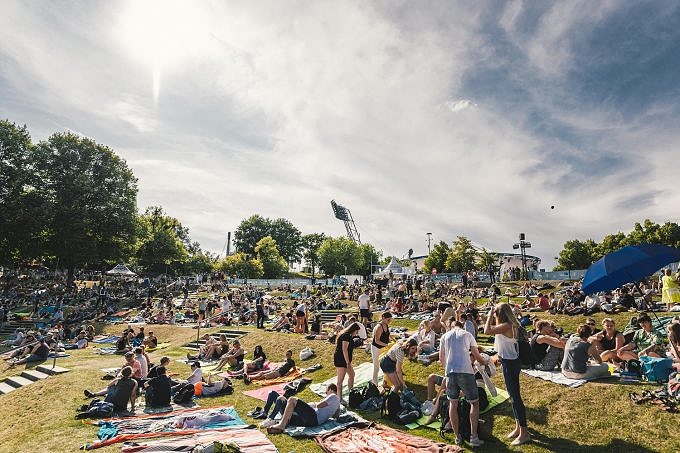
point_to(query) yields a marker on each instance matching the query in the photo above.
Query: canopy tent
(121, 270)
(395, 268)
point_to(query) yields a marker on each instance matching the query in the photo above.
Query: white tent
(121, 270)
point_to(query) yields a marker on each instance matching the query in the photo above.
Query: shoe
(519, 441)
(476, 442)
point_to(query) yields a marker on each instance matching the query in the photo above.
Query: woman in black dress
(342, 359)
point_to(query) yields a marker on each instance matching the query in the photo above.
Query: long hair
(354, 327)
(504, 314)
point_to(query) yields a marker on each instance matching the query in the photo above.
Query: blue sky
(456, 118)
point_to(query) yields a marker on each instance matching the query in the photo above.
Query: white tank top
(507, 348)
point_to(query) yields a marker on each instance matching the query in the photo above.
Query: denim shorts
(465, 382)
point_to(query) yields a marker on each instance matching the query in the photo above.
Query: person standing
(454, 355)
(342, 359)
(506, 331)
(380, 340)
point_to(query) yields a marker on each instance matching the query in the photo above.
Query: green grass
(595, 417)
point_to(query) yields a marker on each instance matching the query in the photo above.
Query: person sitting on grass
(36, 353)
(392, 363)
(281, 371)
(645, 342)
(233, 357)
(300, 413)
(547, 345)
(608, 341)
(158, 389)
(576, 351)
(120, 391)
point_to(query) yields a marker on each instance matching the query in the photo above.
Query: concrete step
(6, 388)
(47, 369)
(18, 381)
(34, 375)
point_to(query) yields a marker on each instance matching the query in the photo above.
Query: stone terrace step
(51, 371)
(18, 381)
(34, 375)
(6, 388)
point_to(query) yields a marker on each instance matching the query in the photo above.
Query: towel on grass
(380, 438)
(163, 345)
(343, 421)
(262, 392)
(190, 421)
(494, 401)
(558, 378)
(363, 373)
(247, 440)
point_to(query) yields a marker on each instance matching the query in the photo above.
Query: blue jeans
(279, 405)
(511, 370)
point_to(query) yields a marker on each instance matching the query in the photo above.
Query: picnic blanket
(343, 421)
(363, 373)
(558, 378)
(262, 392)
(163, 345)
(115, 430)
(291, 376)
(101, 339)
(247, 440)
(380, 438)
(494, 401)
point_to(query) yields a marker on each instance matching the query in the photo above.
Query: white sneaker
(267, 423)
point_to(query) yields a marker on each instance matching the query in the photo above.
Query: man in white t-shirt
(365, 307)
(454, 354)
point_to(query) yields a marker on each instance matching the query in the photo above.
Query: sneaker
(476, 442)
(267, 423)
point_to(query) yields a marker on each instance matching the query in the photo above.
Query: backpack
(184, 395)
(526, 354)
(356, 397)
(656, 369)
(391, 405)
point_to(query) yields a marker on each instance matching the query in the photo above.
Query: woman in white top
(506, 331)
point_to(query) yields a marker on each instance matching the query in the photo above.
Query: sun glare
(160, 33)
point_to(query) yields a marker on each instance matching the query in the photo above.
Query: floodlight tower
(342, 213)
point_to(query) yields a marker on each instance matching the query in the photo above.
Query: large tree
(287, 236)
(576, 254)
(340, 256)
(437, 258)
(310, 244)
(268, 254)
(91, 196)
(22, 207)
(462, 257)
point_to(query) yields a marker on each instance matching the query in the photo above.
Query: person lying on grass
(300, 413)
(283, 370)
(120, 391)
(233, 357)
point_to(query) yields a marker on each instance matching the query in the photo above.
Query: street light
(523, 245)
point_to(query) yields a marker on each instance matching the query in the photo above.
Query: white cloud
(276, 108)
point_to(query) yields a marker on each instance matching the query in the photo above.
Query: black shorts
(303, 415)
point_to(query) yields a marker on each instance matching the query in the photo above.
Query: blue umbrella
(627, 264)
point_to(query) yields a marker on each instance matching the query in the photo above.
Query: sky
(455, 118)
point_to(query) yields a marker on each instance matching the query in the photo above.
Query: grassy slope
(595, 417)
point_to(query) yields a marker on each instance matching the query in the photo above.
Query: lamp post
(522, 245)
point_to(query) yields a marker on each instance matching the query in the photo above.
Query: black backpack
(391, 405)
(184, 395)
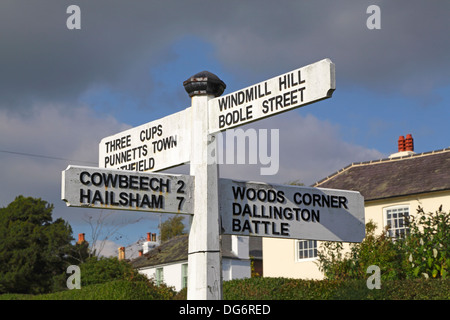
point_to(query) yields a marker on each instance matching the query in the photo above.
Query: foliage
(373, 250)
(297, 289)
(112, 290)
(423, 253)
(172, 227)
(427, 249)
(35, 250)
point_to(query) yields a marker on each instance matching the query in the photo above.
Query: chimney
::::::
TASK ITEM:
Restate it all word for word: every record, no pictures.

ANSWER FOR THIS EXERCISE:
point_to(query) yields a marker on each instance matching the query in the photo above.
Query: canopy tent
(121, 270)
(395, 268)
point_to(query) yields a marker on each instance matching the query in the photo above.
Query: white tent
(121, 270)
point_to(query) yields a marker on each instance matching the query in the photo above.
Query: shoe
(519, 441)
(476, 442)
point_to(query) yields a marker on each instance matching the query in the photo above.
Query: woman in black dress
(342, 359)
point_to(query) yields a marker on each instance matching the query in the photo above.
Query: long hair
(354, 327)
(504, 314)
point_to(query) yields a marker on each instance matching the query in the photo above.
Query: blue sky
(456, 118)
point_to(query) yields a marker on each instance matching the query in the photo above.
Query: white tank top
(507, 348)
point_to(query) yields a marker on each instance matching the query in the photo above.
Query: denim shorts
(465, 382)
point_to(query) yields a marker on each instance matching the query in the photo above.
Query: person standing
(454, 355)
(342, 359)
(506, 331)
(380, 340)
point_to(query) yields a marker on each instance matching the query in the photo above.
Query: green grass
(595, 417)
point_to(query) yields a marker on each instance matching the query in the photo above.
Query: person sitting on grass
(36, 353)
(392, 363)
(281, 371)
(645, 342)
(233, 357)
(300, 413)
(547, 345)
(608, 341)
(158, 389)
(576, 351)
(120, 391)
point_to(query) yields a marker on each instance matching the query in the photo above.
Query: concrete step
(6, 388)
(47, 369)
(18, 381)
(34, 375)
point_to(query) yields a marker on each instance matching the query in the photo above.
Query: stone terrace step
(51, 371)
(18, 381)
(34, 375)
(6, 388)
point_to(query) yields a marker on each instance matching the query in the photo above.
Query: towel on grass
(380, 438)
(163, 345)
(343, 421)
(262, 392)
(190, 421)
(494, 401)
(558, 378)
(363, 373)
(247, 440)
point_to(query) yields a marker on each instance matching the query in the photo above.
Query: blue jeans
(279, 405)
(511, 370)
point_to(query) yields a marker on each instance matching the query in the photo above.
Query: picnic blanket
(343, 421)
(363, 373)
(558, 378)
(262, 392)
(163, 345)
(115, 430)
(291, 376)
(101, 339)
(247, 440)
(380, 438)
(494, 401)
point_to(query) yields a marker on each instance matching the query in the photo above.
Query: white sneaker
(267, 423)
point_to(query) yields a marker on each instance matching the query in the photo above.
Query: man in white t-shirt
(365, 307)
(454, 354)
point_to(query) yields a marker on each instance matching the query in the photo above.
Query: sneaker
(476, 442)
(267, 423)
point_to(query) yields a marker on each instance matching the query in the photo above.
Query: backpack
(184, 395)
(526, 354)
(356, 397)
(656, 369)
(391, 405)
point_to(query) yields a marker on each instance matching the query in the photo above.
Query: woman in white top
(506, 331)
point_to(query) yields a marker on each instance matching the query in the photo above.
Query: sun glare
(160, 33)
point_to(query) yields a marker on each instance matching the query in the photo above.
Query: floodlight tower
(342, 213)
point_to(query) yields a marker on each instance matching the query in the photo above.
Query: large tree
(287, 236)
(576, 254)
(340, 256)
(437, 258)
(310, 244)
(268, 254)
(91, 196)
(22, 207)
(462, 257)
point_to(query) yields a marker on each instance matching the query in the photo above.
Query: person lying on grass
(300, 413)
(283, 370)
(120, 391)
(233, 357)
point_to(query) yields a marker on each instance matching the query in the photo above.
Query: street light
(523, 245)
point_to(query) yields a marker on each instance matching the query in the photo above.
Query: white cloud
(276, 108)
point_to(query) yields a marker on each instance matching the query in the photo above.
Query: black shorts
(303, 415)
point_to(query) yields a marker on each instance matching the query in the photo above.
Query: blue umbrella
(627, 264)
point_to(query) yields a marker on each instance matching the query in the photo above.
Query: sky
(455, 118)
point_to(query) yields a marker on each instance matching the query in the photo above.
Query: grassy slope
(595, 417)
point_to(query) yields a marker on each instance matching the query in the photo above.
Query: lamp post
(522, 245)
point_to(query) yields a marker on each instance matching the query in the photo above.
Query: black backpack
(391, 405)
(184, 395)
point_to(query) yields a marker on each instance matching the query in the photo above.
Query: foliage
(373, 250)
(297, 289)
(112, 290)
(423, 253)
(172, 227)
(427, 249)
(35, 250)
point_to(query) yields a marker on each instance matching the query in the photo above.
Query: chimney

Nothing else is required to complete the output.